# THE EXERCISE
Gather every line in the data below that contains the word "standing" and copy each one without changes.
◆ ◆ ◆ ◆ ◆
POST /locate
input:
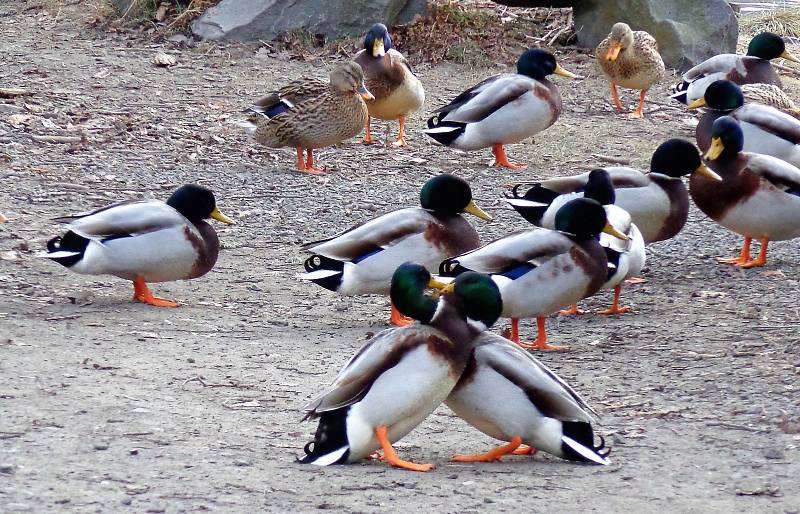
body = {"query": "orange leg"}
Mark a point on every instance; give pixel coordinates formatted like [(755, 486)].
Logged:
[(572, 311), (142, 294), (744, 255), (492, 455), (762, 256), (310, 168), (524, 449), (391, 457), (615, 308), (401, 137), (500, 158), (368, 137), (398, 319), (615, 97), (541, 339), (638, 113)]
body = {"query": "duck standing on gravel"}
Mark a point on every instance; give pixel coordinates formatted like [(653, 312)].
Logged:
[(401, 375), (362, 260), (753, 68), (657, 201), (143, 241), (540, 271), (311, 113), (503, 109), (759, 196), (630, 59), (389, 78)]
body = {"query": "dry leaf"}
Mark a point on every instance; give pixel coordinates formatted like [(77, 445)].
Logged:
[(162, 59)]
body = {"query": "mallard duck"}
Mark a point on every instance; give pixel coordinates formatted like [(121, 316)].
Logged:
[(310, 114), (742, 69), (143, 241), (503, 109), (402, 374), (766, 129), (759, 196), (657, 201), (625, 258), (361, 260), (506, 393), (630, 59), (539, 271), (389, 77)]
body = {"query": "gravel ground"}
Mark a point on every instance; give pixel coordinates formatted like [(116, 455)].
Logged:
[(111, 406)]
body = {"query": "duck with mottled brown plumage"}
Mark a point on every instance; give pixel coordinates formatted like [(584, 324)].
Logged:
[(310, 114), (630, 59)]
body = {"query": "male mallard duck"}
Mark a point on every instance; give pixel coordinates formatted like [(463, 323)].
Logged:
[(389, 77), (766, 129), (657, 201), (539, 271), (625, 258), (143, 241), (361, 260), (630, 59), (401, 375), (503, 109), (506, 393), (309, 113), (742, 69), (759, 196)]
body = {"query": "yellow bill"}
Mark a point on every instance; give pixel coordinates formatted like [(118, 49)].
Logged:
[(217, 215), (715, 150), (473, 209)]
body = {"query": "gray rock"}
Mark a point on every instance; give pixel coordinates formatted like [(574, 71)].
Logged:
[(244, 20), (688, 32)]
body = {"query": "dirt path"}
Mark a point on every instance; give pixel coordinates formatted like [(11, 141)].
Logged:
[(110, 406)]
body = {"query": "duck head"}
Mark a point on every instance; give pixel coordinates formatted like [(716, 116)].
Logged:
[(448, 194), (196, 203)]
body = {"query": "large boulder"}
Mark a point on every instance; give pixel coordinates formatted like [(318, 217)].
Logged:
[(687, 31), (244, 20)]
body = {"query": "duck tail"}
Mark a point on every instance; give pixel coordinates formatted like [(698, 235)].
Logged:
[(533, 204), (444, 132), (679, 92), (67, 249), (330, 445), (577, 443), (323, 271)]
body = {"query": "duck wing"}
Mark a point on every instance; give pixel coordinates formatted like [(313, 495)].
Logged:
[(379, 354), (373, 235)]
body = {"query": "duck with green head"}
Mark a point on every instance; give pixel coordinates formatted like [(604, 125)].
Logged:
[(143, 241), (401, 375), (503, 109), (755, 67), (766, 129), (540, 271), (759, 196), (362, 259)]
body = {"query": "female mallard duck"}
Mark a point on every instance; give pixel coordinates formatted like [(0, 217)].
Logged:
[(389, 77), (657, 201), (759, 196), (539, 271), (143, 241), (625, 258), (506, 393), (401, 375), (308, 113), (742, 69), (766, 129), (361, 260), (503, 109), (630, 59)]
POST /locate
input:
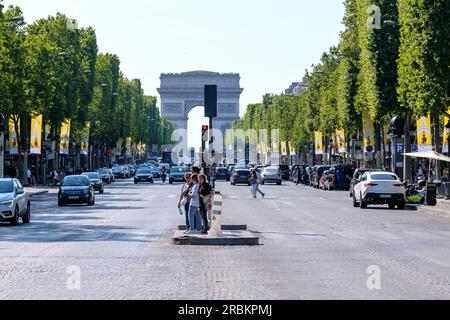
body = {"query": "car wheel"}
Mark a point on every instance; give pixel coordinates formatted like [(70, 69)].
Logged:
[(27, 217), (15, 219), (355, 203), (363, 204)]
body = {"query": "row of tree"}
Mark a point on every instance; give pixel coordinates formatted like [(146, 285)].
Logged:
[(52, 67), (392, 59)]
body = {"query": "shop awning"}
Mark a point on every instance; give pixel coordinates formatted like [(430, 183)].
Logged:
[(428, 155)]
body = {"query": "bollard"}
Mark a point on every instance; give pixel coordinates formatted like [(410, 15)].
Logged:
[(216, 220)]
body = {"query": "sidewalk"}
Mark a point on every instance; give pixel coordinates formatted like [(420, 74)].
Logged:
[(40, 190)]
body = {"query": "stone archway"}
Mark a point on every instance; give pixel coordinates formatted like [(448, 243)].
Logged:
[(181, 92)]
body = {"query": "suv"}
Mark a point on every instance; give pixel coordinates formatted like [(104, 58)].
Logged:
[(331, 179), (14, 203), (317, 175), (356, 175)]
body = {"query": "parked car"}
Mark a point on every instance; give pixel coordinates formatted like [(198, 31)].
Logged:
[(14, 202), (317, 175), (119, 173), (322, 180), (111, 174), (285, 173), (223, 174), (105, 176), (331, 178), (177, 174), (76, 189), (143, 175), (96, 181), (379, 188), (240, 176), (357, 175), (272, 175)]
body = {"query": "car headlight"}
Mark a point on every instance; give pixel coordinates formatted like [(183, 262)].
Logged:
[(9, 204)]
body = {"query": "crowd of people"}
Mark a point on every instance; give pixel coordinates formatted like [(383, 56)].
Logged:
[(196, 200)]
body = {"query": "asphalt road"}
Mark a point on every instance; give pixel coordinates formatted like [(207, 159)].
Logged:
[(314, 245)]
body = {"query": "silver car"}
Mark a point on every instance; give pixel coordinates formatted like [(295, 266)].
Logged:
[(272, 174), (14, 202)]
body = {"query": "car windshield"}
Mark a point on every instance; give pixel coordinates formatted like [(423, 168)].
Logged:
[(76, 181), (6, 187), (144, 171), (92, 176), (388, 177)]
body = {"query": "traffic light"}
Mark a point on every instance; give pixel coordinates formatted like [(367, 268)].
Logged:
[(397, 126), (210, 101), (2, 122)]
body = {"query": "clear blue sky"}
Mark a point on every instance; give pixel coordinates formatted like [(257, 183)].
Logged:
[(269, 42)]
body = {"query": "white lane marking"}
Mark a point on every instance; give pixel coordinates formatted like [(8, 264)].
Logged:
[(385, 235), (277, 208), (424, 235), (349, 235)]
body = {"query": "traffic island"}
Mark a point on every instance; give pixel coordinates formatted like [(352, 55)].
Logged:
[(219, 235), (228, 238)]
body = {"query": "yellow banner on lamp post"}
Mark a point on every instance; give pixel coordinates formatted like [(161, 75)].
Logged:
[(65, 138), (445, 145), (424, 136), (318, 142), (13, 136), (84, 147), (36, 135)]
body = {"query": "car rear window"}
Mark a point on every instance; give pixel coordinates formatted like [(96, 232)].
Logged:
[(389, 177)]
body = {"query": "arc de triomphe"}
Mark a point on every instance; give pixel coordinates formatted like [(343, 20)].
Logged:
[(181, 92)]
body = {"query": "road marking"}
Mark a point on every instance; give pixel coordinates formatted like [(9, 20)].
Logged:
[(277, 208), (385, 235), (424, 235), (349, 235)]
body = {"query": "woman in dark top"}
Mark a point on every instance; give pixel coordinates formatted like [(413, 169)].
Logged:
[(205, 201)]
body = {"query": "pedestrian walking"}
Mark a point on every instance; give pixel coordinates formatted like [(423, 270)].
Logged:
[(195, 219), (184, 200), (259, 181), (341, 179), (205, 202)]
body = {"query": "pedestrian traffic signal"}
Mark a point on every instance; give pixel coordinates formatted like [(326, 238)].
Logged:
[(210, 101), (2, 123), (397, 126)]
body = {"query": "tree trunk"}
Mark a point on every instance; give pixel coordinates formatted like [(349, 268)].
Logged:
[(407, 172)]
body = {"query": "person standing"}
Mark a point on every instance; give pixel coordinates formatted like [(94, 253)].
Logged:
[(184, 200), (195, 219), (259, 180), (205, 201)]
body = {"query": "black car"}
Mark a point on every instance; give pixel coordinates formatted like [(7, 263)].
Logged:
[(118, 173), (105, 176), (331, 179), (95, 180), (240, 176), (143, 175), (285, 171), (177, 174), (223, 174), (317, 174), (76, 189)]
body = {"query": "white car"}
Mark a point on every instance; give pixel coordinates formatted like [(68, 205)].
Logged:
[(14, 202), (272, 174), (379, 188)]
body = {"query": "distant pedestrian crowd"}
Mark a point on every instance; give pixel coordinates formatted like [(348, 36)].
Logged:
[(196, 201)]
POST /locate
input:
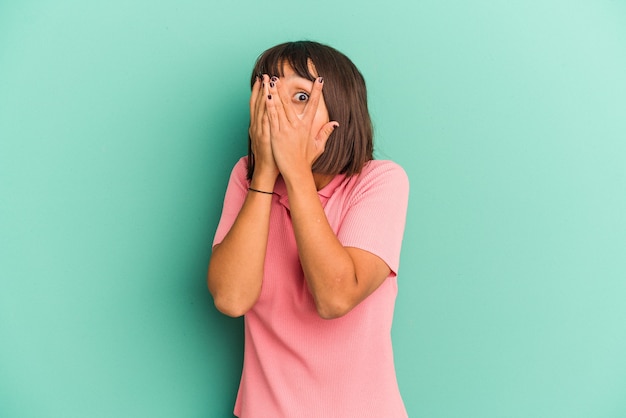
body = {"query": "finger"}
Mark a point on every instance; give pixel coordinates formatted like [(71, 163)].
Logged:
[(260, 102), (254, 96), (275, 102), (314, 99), (288, 112)]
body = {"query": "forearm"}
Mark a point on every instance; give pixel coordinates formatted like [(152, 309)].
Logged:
[(327, 265), (236, 267)]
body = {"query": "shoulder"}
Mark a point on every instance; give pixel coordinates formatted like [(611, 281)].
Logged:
[(383, 172), (240, 170)]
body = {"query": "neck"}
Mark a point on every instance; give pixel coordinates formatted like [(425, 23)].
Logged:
[(321, 180)]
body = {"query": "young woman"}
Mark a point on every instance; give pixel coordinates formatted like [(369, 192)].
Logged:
[(308, 245)]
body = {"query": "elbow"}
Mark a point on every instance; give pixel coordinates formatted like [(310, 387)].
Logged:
[(233, 305), (230, 309), (332, 309)]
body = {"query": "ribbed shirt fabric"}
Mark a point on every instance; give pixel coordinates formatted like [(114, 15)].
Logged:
[(297, 364)]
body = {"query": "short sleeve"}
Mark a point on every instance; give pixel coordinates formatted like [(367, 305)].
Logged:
[(376, 212), (233, 200)]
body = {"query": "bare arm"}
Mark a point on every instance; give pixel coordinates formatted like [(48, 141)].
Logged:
[(338, 277), (236, 267)]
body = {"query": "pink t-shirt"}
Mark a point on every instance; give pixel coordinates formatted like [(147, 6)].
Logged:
[(297, 364)]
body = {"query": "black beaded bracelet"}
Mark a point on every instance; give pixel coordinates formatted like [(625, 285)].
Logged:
[(259, 191)]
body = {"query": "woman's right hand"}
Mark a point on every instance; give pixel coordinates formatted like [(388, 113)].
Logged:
[(265, 168)]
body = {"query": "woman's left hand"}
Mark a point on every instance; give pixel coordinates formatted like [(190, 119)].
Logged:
[(297, 140)]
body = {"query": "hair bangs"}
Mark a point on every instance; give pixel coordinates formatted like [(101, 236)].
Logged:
[(272, 61)]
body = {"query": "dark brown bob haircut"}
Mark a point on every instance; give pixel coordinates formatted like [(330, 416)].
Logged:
[(350, 146)]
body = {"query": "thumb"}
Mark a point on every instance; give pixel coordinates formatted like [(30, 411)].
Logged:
[(324, 134)]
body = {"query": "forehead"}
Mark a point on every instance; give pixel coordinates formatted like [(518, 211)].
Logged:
[(279, 63), (287, 71)]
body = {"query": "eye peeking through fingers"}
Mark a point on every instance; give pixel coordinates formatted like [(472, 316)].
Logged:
[(301, 97)]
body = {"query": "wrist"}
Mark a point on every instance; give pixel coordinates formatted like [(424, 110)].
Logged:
[(263, 181)]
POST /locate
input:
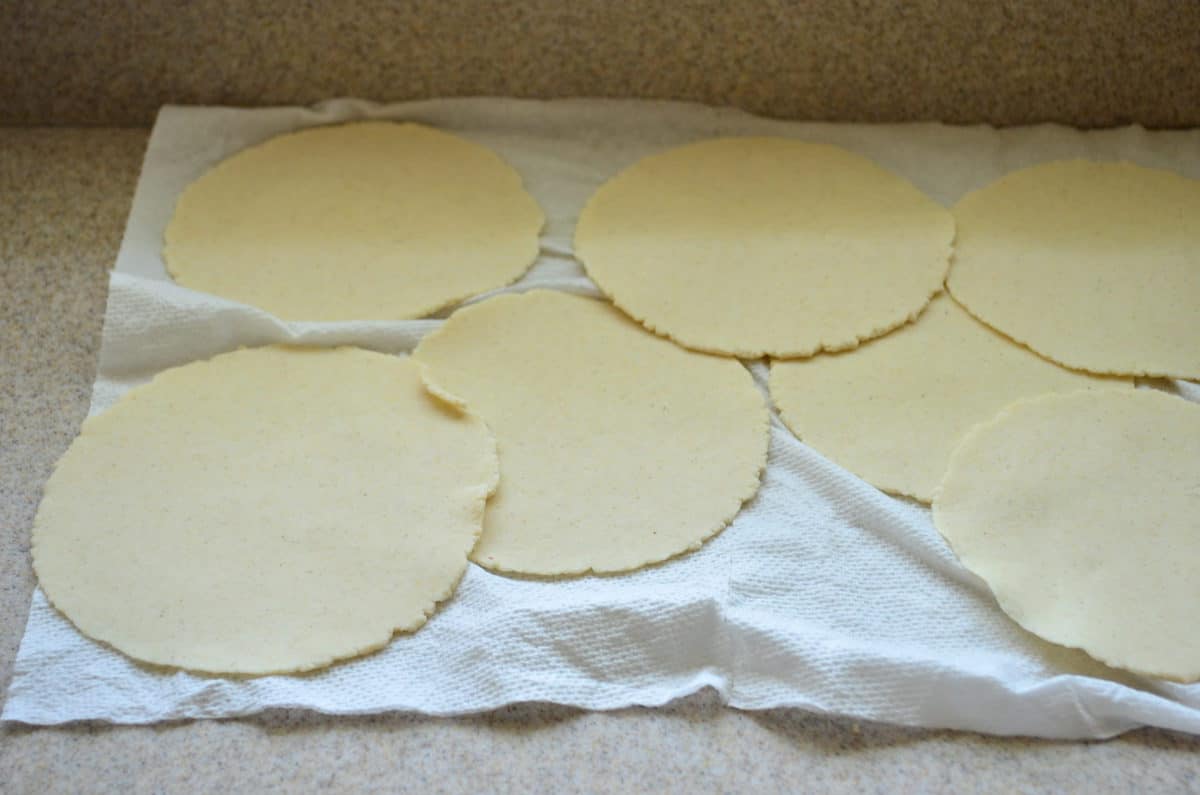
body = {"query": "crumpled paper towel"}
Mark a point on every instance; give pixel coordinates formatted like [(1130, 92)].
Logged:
[(823, 593)]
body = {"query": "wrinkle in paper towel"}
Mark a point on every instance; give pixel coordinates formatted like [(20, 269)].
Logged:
[(823, 593)]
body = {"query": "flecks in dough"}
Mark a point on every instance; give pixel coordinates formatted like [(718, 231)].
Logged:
[(1081, 513), (765, 246), (617, 447), (892, 410), (1093, 264), (267, 510), (354, 222)]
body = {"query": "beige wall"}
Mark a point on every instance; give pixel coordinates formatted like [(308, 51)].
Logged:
[(1085, 63)]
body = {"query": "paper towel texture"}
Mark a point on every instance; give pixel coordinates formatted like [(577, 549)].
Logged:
[(823, 593)]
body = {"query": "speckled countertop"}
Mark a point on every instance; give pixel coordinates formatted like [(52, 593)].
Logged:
[(64, 196)]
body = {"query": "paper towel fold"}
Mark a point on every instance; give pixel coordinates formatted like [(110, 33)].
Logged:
[(823, 593)]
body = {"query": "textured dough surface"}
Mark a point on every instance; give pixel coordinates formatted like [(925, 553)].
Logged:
[(617, 447), (359, 221), (1083, 514), (893, 410), (1093, 264), (765, 246), (267, 510)]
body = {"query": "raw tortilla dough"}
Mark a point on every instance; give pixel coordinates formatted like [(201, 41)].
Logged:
[(617, 447), (1093, 264), (765, 246), (359, 221), (268, 510), (893, 410), (1083, 514)]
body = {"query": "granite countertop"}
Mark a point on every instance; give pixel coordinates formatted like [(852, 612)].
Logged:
[(66, 193)]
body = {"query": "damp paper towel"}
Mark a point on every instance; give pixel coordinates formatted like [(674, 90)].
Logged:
[(823, 593)]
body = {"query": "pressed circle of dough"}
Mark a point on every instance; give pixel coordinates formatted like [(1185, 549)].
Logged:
[(1093, 264), (765, 246), (893, 410), (358, 221), (617, 448), (1081, 513), (267, 510)]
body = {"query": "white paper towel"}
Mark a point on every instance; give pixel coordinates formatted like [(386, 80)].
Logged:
[(823, 593)]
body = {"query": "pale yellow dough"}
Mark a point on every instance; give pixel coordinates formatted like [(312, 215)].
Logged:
[(1083, 514), (893, 410), (765, 246), (617, 448), (359, 221), (1093, 264), (268, 510)]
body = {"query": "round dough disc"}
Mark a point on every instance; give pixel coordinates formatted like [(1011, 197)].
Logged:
[(617, 447), (360, 221), (1092, 264), (1081, 513), (893, 410), (765, 246), (268, 510)]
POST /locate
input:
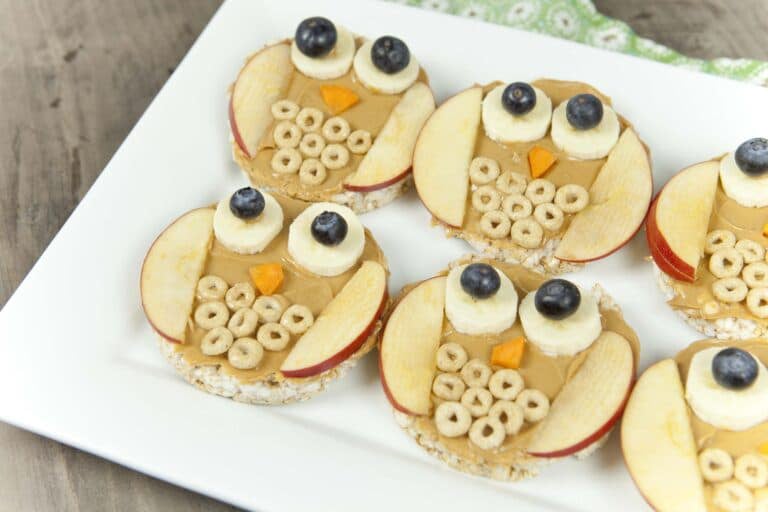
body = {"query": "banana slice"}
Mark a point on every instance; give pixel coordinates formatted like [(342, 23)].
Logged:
[(479, 316), (585, 144), (248, 236), (325, 260), (334, 64), (504, 127), (564, 337), (721, 407), (378, 81), (750, 191)]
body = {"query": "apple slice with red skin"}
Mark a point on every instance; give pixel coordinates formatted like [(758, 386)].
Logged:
[(343, 326), (408, 351), (443, 153), (658, 443), (677, 226), (171, 270), (263, 80), (659, 257), (591, 403), (389, 158), (619, 200)]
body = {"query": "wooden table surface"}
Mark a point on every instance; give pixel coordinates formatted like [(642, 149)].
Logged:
[(75, 75)]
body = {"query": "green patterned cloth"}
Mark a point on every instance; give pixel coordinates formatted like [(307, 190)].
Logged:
[(578, 20)]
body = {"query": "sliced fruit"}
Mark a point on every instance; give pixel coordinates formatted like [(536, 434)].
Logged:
[(658, 444), (472, 315), (590, 403), (368, 73), (262, 81), (267, 278), (171, 270), (619, 199), (561, 336), (508, 354), (442, 155), (330, 65), (504, 121), (343, 326), (541, 160), (409, 347), (389, 159), (338, 98), (677, 228), (315, 255)]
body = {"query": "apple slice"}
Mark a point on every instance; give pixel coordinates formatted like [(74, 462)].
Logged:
[(619, 199), (389, 159), (263, 80), (171, 270), (343, 326), (678, 227), (589, 404), (407, 361), (442, 155), (657, 442)]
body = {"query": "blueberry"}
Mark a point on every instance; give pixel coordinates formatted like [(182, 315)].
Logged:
[(752, 157), (329, 228), (316, 36), (734, 368), (390, 55), (584, 111), (518, 98), (557, 299), (247, 203), (480, 280)]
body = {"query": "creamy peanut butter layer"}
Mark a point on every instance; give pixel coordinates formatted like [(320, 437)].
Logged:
[(539, 371), (513, 157), (370, 113), (299, 287)]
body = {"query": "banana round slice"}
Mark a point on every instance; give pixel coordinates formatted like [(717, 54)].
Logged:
[(721, 407), (248, 236), (320, 259), (750, 191), (379, 81), (564, 337), (504, 127), (585, 144), (479, 316), (334, 64)]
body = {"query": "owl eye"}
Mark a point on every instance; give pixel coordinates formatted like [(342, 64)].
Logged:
[(386, 65), (321, 49)]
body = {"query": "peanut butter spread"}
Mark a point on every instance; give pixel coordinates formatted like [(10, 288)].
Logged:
[(514, 157), (539, 371), (746, 223), (708, 436), (370, 113), (299, 287)]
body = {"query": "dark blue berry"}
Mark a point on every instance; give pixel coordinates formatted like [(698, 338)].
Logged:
[(584, 111), (557, 299), (247, 203), (329, 228), (390, 55), (480, 280), (316, 36), (734, 368), (752, 157), (518, 98)]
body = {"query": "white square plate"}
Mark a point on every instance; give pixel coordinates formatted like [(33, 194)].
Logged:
[(78, 362)]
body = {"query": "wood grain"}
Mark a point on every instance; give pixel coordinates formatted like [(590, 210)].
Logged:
[(75, 75)]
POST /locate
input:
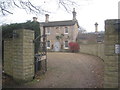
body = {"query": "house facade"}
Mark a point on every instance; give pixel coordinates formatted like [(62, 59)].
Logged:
[(60, 33)]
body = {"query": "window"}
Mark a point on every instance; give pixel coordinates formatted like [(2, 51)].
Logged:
[(48, 30), (48, 44), (57, 30), (66, 30), (66, 45)]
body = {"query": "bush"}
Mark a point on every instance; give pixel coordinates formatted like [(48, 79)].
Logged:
[(74, 47)]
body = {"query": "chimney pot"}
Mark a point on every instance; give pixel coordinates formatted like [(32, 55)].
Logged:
[(47, 17), (34, 18)]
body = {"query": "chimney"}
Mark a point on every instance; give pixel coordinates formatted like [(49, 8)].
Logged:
[(47, 17), (96, 27), (74, 14), (35, 19)]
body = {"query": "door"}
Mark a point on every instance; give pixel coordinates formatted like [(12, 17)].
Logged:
[(56, 46)]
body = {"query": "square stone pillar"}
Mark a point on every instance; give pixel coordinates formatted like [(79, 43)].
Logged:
[(111, 70)]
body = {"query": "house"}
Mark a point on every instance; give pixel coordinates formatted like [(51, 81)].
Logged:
[(60, 33)]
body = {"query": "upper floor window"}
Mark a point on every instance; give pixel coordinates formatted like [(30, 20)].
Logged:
[(66, 30), (66, 45), (48, 44), (48, 30), (57, 30)]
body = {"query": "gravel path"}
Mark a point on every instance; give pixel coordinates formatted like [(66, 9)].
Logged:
[(71, 70)]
◆ ◆ ◆ ◆ ◆
# TASK OUTPUT
body = {"query": "duck standing on gravel"}
body = {"query": "person standing"}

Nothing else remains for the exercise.